Pior do que a morte só o
esquecimento?
(Porto de Santa Iria – XIII)
O
distinto Historiador, Jornalista e Guia de Turismo que foi Luciano da Mota
Vieira, em 1993, citando Oliveira San-Bento, alega que o porto de Santa Iria
teria sido ‘(…) muito melhorado na década
de trinta do presente século, por iniciativa do devotado ribeiragrandense,
Faustino Teixeira de Lima.’ [1]A
julgar pelas finanças do município, não creio que tenha ido além de modesta
obra.
Por que razão ou caprichos se desinvestiu no
porto de Santa Iria? Porque já havia o porto em Ponta Delgada? Porque custara
muito a fazê-lo, a refazê-lo (foi destruído parcialmente na década de noventa
do século XIX e muitas mais vezes sem conta), e a mantê-lo? Porque era melhor
apostar na alternativa das Capelas, assim cortar um potencial rival: Ribeira
Grande? São perguntas que, como micaelense da Ribeira Grande, com algum treino
em História e muito batido na vaga da vida, gostaria que me respondessem. Se alguém
souber e quiser responder. Obviamente.

+ + + + +

> [Exercícios propostos]
A) Responda, com base no texto sobre o porto de Santa Iria:
(i) Em que ano Luciano da Mota Vieira fez a afirmação em que cita Oliveira San-Bento?
(ii) Segundo essa citação, por iniciativa de quem terá sido melhorado o porto na década de trinta?
(iii) Em que década do século XIX foi o porto parcialmente destruído?
B) Prossiga a redação do texto sobre o porto de Santa Iria a partir da sua última frase.

> [Material extraído]

+ + + + +

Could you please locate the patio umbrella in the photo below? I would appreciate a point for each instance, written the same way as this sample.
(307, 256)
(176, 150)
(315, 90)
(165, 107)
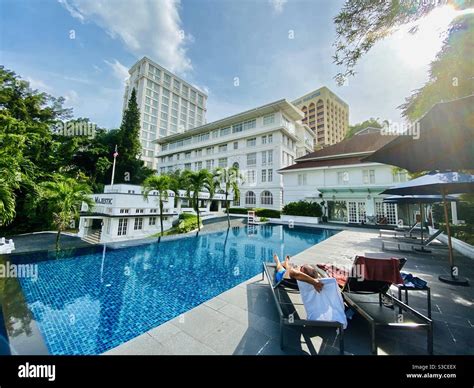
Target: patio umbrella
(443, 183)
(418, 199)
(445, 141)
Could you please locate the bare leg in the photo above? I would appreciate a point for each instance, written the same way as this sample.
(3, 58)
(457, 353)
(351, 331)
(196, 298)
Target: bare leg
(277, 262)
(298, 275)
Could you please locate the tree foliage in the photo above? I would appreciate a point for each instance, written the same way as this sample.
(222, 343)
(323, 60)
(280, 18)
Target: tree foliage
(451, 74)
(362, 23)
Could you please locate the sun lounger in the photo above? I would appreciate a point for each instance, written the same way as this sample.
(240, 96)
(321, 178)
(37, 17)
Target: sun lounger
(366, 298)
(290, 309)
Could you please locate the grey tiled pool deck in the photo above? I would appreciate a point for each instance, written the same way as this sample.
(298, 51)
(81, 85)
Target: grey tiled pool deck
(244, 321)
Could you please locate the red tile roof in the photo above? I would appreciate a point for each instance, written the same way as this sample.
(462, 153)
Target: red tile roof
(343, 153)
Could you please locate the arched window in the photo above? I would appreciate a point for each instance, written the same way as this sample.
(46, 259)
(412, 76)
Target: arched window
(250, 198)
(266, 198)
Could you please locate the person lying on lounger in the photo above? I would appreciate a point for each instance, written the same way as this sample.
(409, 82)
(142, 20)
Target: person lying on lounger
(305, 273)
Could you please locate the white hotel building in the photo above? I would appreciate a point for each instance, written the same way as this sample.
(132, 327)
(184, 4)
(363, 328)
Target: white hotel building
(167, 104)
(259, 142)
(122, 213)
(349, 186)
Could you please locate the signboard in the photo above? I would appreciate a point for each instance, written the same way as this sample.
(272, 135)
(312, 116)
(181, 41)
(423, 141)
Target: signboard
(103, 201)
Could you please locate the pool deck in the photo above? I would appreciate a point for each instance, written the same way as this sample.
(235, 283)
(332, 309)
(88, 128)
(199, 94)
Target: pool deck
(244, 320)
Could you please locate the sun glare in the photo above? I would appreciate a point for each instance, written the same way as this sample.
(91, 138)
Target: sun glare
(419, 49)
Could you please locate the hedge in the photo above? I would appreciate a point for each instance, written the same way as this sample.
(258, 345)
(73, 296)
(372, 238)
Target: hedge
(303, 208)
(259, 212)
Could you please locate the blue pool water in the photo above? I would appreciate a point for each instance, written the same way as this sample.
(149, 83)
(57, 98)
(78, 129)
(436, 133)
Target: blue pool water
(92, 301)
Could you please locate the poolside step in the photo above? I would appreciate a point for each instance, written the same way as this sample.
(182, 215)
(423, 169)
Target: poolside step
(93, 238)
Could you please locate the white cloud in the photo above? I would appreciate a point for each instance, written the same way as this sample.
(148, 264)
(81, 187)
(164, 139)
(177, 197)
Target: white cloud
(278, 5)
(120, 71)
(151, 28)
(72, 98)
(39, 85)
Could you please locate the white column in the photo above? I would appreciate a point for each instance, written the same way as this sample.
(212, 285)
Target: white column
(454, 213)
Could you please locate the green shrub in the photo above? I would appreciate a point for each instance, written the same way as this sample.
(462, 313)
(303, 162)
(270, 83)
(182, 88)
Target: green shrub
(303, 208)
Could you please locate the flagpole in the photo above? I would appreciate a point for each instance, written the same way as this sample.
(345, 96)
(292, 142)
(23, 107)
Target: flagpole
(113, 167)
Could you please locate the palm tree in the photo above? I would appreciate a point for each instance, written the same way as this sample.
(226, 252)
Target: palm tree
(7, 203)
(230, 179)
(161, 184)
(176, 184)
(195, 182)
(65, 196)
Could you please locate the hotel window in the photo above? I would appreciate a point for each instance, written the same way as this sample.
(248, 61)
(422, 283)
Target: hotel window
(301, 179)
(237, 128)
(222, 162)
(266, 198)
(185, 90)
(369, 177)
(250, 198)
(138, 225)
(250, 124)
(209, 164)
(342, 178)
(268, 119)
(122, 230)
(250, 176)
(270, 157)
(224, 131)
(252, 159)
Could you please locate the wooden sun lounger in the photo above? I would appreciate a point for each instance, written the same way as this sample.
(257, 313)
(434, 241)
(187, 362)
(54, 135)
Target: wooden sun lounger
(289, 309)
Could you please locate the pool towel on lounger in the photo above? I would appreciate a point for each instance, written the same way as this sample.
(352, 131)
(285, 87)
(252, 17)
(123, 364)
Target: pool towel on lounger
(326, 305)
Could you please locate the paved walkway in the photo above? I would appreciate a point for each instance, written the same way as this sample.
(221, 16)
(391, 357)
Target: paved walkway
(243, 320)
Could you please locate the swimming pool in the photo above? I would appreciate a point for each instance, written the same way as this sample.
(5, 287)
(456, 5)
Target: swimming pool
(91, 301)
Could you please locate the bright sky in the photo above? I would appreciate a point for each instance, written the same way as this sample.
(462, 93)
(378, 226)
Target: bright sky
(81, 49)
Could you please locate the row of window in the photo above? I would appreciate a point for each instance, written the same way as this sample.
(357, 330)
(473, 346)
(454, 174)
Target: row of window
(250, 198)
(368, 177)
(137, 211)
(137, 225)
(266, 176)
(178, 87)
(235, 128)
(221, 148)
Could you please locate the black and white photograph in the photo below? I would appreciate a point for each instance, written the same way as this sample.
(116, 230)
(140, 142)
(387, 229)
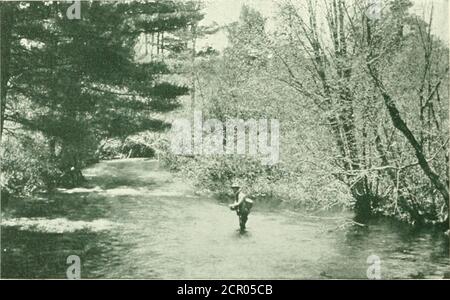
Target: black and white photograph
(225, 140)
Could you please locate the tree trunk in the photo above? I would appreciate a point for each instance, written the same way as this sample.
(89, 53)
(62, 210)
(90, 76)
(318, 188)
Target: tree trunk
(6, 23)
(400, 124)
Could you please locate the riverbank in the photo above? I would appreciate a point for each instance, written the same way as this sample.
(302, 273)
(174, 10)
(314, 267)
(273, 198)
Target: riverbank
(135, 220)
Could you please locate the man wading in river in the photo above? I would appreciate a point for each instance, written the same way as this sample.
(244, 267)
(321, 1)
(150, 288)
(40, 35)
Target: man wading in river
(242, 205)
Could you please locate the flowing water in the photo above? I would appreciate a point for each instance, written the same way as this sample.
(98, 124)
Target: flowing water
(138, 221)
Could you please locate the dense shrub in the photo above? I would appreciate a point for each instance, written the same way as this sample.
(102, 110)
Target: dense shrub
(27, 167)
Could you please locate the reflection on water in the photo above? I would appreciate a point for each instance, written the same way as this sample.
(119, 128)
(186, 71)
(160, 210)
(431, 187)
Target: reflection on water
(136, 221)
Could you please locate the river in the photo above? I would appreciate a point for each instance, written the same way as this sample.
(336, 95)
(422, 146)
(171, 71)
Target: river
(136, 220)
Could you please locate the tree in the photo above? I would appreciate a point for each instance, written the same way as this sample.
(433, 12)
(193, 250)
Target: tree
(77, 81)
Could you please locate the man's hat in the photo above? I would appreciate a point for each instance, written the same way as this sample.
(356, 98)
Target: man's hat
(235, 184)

+ + + + +

> [Respostas finais]
A)
(i) Em 1993.
(ii) De Faustino Teixeira de Lima.
(iii) Na década de noventa.

B)
Seria bom que nos fosse disponibilizada a
digitalização dos periódicos sobreviventes da Região (toda) em formato OCR (ou
outra forma melhor), como tenho defendido há umas duas décadas. Tal instrumento
de pesquisa, abriria portas hoje fechadas e levaria a à escrita da História dos
Açores no seu todo. Dever-se-ia pesquisar a Memória Oral igualmente. Por
exemplo, minha avó Maria Deodata Raposo Taveira Moura (n. 1892 – f. 1975),
dizia-nos que o irmão embarcara ainda rapaz nas Capelas num vapor para a
América. Se não me erra a memória, o irmão era mais velho e chamava-se António.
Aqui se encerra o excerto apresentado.